EXCERPT TO READ:
LAPSE:2021.0359
Published Article
LAPSE:2021.0359
Rapid Multi-Objective Optimization of Periodically Operated Processes Based on the Computer-Aided Nonlinear Frequency Response Method
Luka A. Živković, Viktor Milić, Tanja Vidaković-Koch, Menka Petkovska
May 17, 2021
The dynamic optimization of promising forced periodic processes has always been limited by time-consuming and expensive numerical calculations. The Nonlinear Frequency Response (NFR) method removes these limitations by providing excellent estimates of any process performance criteria of interest. Recently, the NFR method evolved to the computer-aided NFR method (cNFR) through a user-friendly software application for the automatic derivation of the functions necessary to estimate process improvement. By combining the cNFR method with standard multi-objective optimization (MOO) techniques, we developed a unique cNFR−MOO methodology for the optimization of periodic operations in the frequency domain. Since the objective functions are defined with entirely algebraic expressions, the dynamic optimization of forced periodic operations is extraordinarily fast. All optimization parameters, i.e., the steady-state point and the forcing parameters (frequency, amplitudes, and phase difference), are determined rapidly in one step. This gives the ability to find an optimal periodic operation around a sub-optimal steady-state point. The cNFR−MOO methodology was applied to two examples and is shown as an efficient and powerful tool for finding the best forced periodic operation. In both examples, the cNFR−MOO methodology gave conditions that could greatly enhance a process that is normally operated in a steady state.

TO BE DONE:
Answer these about the article summary above:
1. What has always limited the dynamic optimization of forced periodic processes?
2. What two things were combined to create the cNFR−MOO methodology?
3. To how many examples was the cNFR−MOO methodology applied?

DATA EXTRACT:
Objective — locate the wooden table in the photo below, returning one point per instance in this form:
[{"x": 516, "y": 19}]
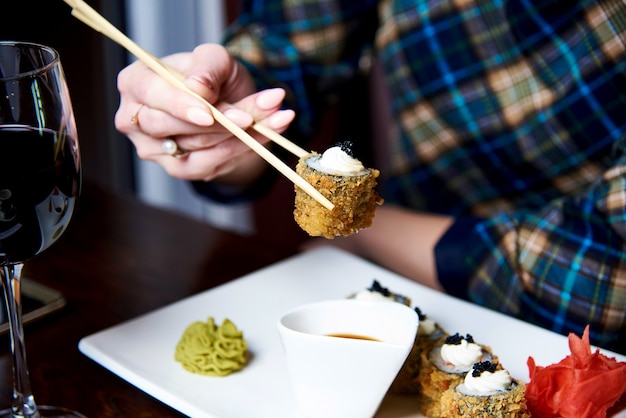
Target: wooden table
[{"x": 120, "y": 259}]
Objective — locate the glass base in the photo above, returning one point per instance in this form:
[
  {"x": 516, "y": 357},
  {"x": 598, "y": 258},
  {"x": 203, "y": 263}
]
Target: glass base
[{"x": 45, "y": 412}]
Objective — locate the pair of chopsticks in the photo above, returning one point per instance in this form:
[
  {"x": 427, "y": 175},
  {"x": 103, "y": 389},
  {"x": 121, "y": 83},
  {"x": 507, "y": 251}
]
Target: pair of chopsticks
[{"x": 86, "y": 14}]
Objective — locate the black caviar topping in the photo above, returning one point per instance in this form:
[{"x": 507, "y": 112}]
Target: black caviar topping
[
  {"x": 456, "y": 339},
  {"x": 421, "y": 315},
  {"x": 483, "y": 366},
  {"x": 376, "y": 287},
  {"x": 347, "y": 147}
]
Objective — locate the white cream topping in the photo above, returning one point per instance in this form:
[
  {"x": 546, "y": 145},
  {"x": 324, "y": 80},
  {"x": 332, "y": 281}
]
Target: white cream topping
[
  {"x": 427, "y": 327},
  {"x": 337, "y": 162},
  {"x": 487, "y": 382},
  {"x": 461, "y": 355}
]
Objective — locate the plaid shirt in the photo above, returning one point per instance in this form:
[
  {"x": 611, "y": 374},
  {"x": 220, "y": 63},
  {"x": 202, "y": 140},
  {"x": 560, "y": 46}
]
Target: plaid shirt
[{"x": 506, "y": 115}]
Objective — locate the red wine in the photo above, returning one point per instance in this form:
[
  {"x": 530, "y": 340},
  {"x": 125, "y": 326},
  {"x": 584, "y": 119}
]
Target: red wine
[{"x": 40, "y": 179}]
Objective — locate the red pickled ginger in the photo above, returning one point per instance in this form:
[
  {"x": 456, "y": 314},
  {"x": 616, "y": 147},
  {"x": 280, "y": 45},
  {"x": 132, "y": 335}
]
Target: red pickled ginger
[{"x": 582, "y": 385}]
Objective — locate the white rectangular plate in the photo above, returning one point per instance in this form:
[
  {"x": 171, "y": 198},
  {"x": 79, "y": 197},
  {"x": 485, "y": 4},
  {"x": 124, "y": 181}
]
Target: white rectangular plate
[{"x": 141, "y": 350}]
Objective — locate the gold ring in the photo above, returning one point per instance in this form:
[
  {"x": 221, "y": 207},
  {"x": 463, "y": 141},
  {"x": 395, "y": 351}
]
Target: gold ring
[
  {"x": 170, "y": 147},
  {"x": 135, "y": 119}
]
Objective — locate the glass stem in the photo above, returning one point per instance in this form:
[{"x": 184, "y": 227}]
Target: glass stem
[{"x": 23, "y": 401}]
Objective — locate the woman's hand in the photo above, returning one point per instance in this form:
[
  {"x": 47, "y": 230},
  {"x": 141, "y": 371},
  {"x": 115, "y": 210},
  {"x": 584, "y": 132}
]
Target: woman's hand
[{"x": 152, "y": 111}]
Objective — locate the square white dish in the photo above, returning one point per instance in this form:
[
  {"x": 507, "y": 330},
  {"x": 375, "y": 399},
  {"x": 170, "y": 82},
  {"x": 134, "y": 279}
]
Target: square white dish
[{"x": 141, "y": 351}]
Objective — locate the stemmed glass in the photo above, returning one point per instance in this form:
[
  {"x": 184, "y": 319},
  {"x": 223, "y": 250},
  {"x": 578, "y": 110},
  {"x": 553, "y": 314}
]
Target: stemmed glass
[{"x": 40, "y": 180}]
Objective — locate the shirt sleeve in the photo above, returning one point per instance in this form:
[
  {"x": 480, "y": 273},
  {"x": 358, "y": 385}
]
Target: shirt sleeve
[
  {"x": 309, "y": 48},
  {"x": 560, "y": 267}
]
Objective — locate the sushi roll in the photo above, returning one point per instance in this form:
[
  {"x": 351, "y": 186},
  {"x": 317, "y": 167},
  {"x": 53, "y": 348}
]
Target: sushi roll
[
  {"x": 429, "y": 334},
  {"x": 487, "y": 391},
  {"x": 378, "y": 292},
  {"x": 445, "y": 366},
  {"x": 343, "y": 180}
]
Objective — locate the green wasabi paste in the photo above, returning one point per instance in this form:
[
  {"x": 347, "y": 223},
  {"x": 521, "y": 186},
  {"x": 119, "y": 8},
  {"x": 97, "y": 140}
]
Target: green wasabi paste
[{"x": 212, "y": 350}]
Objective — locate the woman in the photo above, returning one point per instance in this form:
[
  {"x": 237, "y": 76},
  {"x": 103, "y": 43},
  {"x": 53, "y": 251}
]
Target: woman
[{"x": 503, "y": 184}]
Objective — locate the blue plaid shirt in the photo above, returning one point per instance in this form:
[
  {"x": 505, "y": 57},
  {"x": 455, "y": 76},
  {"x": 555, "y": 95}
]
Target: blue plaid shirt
[{"x": 507, "y": 114}]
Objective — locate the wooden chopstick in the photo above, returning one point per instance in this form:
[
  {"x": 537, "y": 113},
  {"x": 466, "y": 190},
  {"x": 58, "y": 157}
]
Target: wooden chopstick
[{"x": 90, "y": 17}]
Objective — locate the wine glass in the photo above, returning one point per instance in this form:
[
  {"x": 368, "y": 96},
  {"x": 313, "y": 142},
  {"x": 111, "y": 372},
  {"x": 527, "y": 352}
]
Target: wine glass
[{"x": 40, "y": 180}]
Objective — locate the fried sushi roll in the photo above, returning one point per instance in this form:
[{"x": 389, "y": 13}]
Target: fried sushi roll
[
  {"x": 445, "y": 366},
  {"x": 429, "y": 335},
  {"x": 487, "y": 391},
  {"x": 343, "y": 180}
]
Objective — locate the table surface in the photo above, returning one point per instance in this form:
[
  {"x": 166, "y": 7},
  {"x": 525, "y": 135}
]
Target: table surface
[{"x": 119, "y": 259}]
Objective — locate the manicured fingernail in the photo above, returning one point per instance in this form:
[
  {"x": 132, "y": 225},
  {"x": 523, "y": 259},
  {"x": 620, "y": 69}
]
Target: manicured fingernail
[
  {"x": 281, "y": 118},
  {"x": 270, "y": 98},
  {"x": 200, "y": 116},
  {"x": 240, "y": 117}
]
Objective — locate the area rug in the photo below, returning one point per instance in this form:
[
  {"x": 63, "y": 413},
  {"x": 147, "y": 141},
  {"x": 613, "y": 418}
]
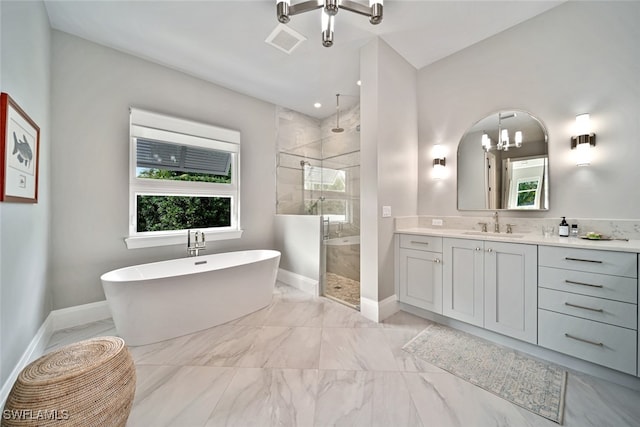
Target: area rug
[{"x": 527, "y": 382}]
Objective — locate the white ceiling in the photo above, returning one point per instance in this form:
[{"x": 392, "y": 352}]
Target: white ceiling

CORRECT OUTPUT:
1. Time-consuming and expensive numerical calculations.
2. The cNFR method and standard multi-objective optimization (MOO) techniques.
3. Two.